§ Prompt:
Repeat each entry below exactly as it stands.
========================
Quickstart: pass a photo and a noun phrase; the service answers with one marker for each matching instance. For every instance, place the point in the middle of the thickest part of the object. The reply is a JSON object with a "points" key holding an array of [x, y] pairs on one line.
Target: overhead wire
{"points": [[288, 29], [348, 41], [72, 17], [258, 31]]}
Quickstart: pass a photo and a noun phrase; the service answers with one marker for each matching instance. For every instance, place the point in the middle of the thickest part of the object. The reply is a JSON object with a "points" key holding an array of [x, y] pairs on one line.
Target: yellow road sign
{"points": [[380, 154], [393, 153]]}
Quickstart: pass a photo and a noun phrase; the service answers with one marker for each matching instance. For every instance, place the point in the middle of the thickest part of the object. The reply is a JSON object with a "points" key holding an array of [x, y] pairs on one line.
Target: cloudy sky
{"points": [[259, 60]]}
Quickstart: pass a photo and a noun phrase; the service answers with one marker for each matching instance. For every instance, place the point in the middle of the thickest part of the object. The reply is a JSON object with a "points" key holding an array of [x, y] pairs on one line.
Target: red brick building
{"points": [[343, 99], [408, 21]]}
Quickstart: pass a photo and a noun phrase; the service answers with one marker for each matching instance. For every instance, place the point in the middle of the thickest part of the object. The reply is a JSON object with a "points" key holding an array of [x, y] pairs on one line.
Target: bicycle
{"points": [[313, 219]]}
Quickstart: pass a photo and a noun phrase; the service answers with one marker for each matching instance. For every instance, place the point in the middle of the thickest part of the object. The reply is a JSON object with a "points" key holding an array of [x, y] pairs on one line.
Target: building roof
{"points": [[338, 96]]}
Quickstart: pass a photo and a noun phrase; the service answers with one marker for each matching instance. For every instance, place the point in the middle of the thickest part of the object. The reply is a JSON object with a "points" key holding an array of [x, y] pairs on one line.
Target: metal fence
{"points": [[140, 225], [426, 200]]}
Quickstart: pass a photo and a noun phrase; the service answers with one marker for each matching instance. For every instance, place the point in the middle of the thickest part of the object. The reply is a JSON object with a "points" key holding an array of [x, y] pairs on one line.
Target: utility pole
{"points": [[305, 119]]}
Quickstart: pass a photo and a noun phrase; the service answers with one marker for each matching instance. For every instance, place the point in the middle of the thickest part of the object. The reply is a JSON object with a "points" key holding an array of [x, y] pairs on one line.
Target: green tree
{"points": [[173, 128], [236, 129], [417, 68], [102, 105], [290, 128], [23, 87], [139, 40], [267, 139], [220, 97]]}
========================
§ Exercise solution:
Quickstart: pass a photo and a noun phrase; the service answers with one marker for each matching instance. For every instance, place the point in the middle of the thickest part of the object. The reply is a JSON object with a "points" key holding an array of [x, y] pairs on one line.
Target: overhead wire
{"points": [[288, 29], [348, 41], [72, 17], [258, 31]]}
Quickstart: pass a photo and a noun phrase; the service answers with one marker for each matching instance. For every instance, place the point in the middle of the thickest part of the object. The reply is a JSON object with a "points" key holding an array of [x, y] pairs on one line.
Target: yellow road sign
{"points": [[380, 154], [393, 153]]}
Quickstart: pass a photo and a noun phrase; the service answers with one marker for each matching instance. For every instance, place the point in the middle of the thickest part of the object. The reply is a JSON object with a "points" key holding an array of [x, y] pairs on one line.
Target: cloudy sky
{"points": [[259, 60]]}
Quickstart: pass a photo and a noun phrase; the service answers with one marker for each matching instance. For every instance, place the point in the middle of the thickest part of the object. The reply is a JSON object with a "points" key holding an array of [x, y] pairs on one line.
Target: red brick building
{"points": [[343, 99], [408, 21]]}
Quickstart: pass a photo and a noun phrase; the service answers with one marker for each matching instance. For every instance, place the point in the middle of the thickest part of the object. The reply is a JSON object with a "points" key holding an array of [x, y] pairs on one line.
Target: bicycle
{"points": [[313, 219]]}
Quickstart: pass a photo and a noun phrase; the service answers with one marker for each matching instance. For every instance, place the point in the middle of the thickest part of the object. The reply is a JSON object with a "points" key holding an array of [x, y] pairs on one line.
Target: building roof
{"points": [[338, 96]]}
Quickstart: pass a photo and a noun phrase; the service answers with one marker for each matching instance. For every instance, place the point in the middle of the thickest part of the object. The reply is a JSON object with a "points" key holding an array of [x, y] pairs on one line.
Target: metal fence
{"points": [[140, 225], [426, 200]]}
Quickstart: pass a photo and a noun phrase; the service answers with one marker for each matching instance. For every instance, place the point in the middle of the thickest part of the object. The reply is a JSON object with a "points" key holding an array of [x, y] pairs on one line.
Target: utility pole
{"points": [[305, 119]]}
Quickstart: pass a photo and a noun phrase; the service answers with one marker for each matching instance. For every instance, place the point in the middle of the thickest part of the object. The reply is a JSON object with a "points" key holding an array of [x, y] pairs on one line.
Target: green tree
{"points": [[173, 128], [236, 129], [417, 68], [102, 105], [290, 128], [23, 87], [139, 40], [267, 139], [220, 97]]}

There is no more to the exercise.